DESCRIPTION OF THE TASK: Copy the items below, changing every "metal grille" to "iron grille" and leaving everything else untouched.

SUPPLIED ENTRIES:
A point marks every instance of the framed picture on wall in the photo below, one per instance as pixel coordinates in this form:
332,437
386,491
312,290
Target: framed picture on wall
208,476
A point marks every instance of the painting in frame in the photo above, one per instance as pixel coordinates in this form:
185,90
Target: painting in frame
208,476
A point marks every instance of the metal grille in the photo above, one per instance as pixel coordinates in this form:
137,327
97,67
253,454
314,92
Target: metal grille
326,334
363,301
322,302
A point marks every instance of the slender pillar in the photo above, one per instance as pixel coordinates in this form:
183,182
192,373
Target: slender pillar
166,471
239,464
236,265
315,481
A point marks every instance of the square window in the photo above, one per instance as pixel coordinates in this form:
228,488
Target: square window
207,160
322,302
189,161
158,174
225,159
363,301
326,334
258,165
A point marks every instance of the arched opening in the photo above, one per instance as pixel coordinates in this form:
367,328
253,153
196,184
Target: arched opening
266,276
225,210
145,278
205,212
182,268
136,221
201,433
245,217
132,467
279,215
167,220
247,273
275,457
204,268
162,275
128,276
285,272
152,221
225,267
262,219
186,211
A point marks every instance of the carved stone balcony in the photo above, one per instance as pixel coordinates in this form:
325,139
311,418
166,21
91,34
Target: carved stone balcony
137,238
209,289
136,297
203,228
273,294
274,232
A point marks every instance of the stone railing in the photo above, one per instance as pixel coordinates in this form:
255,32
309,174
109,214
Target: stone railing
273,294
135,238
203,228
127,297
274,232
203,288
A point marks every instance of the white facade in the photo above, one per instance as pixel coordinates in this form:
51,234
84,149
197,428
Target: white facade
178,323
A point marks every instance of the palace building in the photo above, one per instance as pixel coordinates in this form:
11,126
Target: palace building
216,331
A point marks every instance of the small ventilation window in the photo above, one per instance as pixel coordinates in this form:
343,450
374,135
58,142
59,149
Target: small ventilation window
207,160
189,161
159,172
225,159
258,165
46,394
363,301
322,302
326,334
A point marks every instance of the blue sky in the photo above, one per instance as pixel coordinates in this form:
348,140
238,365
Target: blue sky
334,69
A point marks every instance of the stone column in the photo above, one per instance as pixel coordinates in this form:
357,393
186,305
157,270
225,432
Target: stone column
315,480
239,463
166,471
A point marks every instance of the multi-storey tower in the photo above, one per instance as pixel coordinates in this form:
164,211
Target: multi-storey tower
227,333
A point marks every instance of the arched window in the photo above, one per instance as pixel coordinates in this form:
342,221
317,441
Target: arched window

RESULT:
A point marks every instance of the framed picture on wall in the photo below, one per instance as pixel coordinates in this form:
332,437
386,491
312,290
Target: framed picture on wall
208,476
A point marks every instance of the painting in frame in the photo above, one per instance as pixel coordinates in this form:
185,90
Target: painting in frame
208,476
A point marks every instance of the iron grille in the photo above, one per instance as pixel coordinates in this form:
137,327
97,67
253,454
314,92
Target: iron grille
326,334
363,301
322,302
A point marks every instance of the slender pillar in the photo above, one per instance as pixel coordinates in this form:
183,182
192,373
Target: slender pillar
166,471
239,464
236,265
315,481
A point marks every instance of the square window in the photo above, one per instance as pixel coordinates in this form:
228,488
Target: square window
207,160
322,302
189,161
158,174
225,159
363,301
326,334
258,165
A point marks every instance of the arched opening in the photo above, one per instance as pixel coordinates in this form:
367,328
253,153
196,184
Target: arched opening
266,276
225,210
145,278
205,212
182,268
136,221
201,433
245,217
132,467
279,215
167,220
247,273
275,457
204,268
162,275
128,276
285,272
152,221
225,267
262,219
186,211
A point marks every instance of the carved stone balcony in the photo above, one per instance as pixel coordinates in this form:
325,139
311,418
166,21
91,34
Target: carved stone balcony
137,238
209,289
136,297
203,228
273,294
274,232
A point marks every instance of the stone railing in the photo above, one per instance as pixel coordinates in this form:
255,32
309,174
109,214
Target: stone railing
273,294
135,238
203,228
127,297
274,232
203,288
A point marks every instance of the white facade in the photo above, one per instance as pixel coordinates in this form:
51,234
84,149
197,428
Target: white facade
178,323
A point marks every instance of the palace building in the photo above, one per instance as pixel coordinates in this form:
11,126
Target: palace building
216,331
A point marks every instance of the small ventilation window in the photo above, one per instance as pixel coordinates in this form:
343,450
374,135
58,142
59,149
Target: small ventilation window
207,160
189,161
159,172
225,159
258,165
46,394
363,301
322,302
326,334
A point marks every instance of the blue sky in the photo above, one per instance as pixel coordinates in this form:
348,140
238,365
Target: blue sky
334,69
A point marks every instance of the stone column in the photo above, one per instance as pixel coordinates in this form:
357,393
186,305
157,270
225,432
Target: stone column
315,480
239,463
166,471
A point marks every instance of the multi-storey tower in the photo above, one per instance as pixel coordinates in this form:
164,211
Target: multi-storey tower
227,333
A point marks every instance of the arched window in the photo above, one per instance as pixel coordinates in this form:
342,221
317,441
Target: arched window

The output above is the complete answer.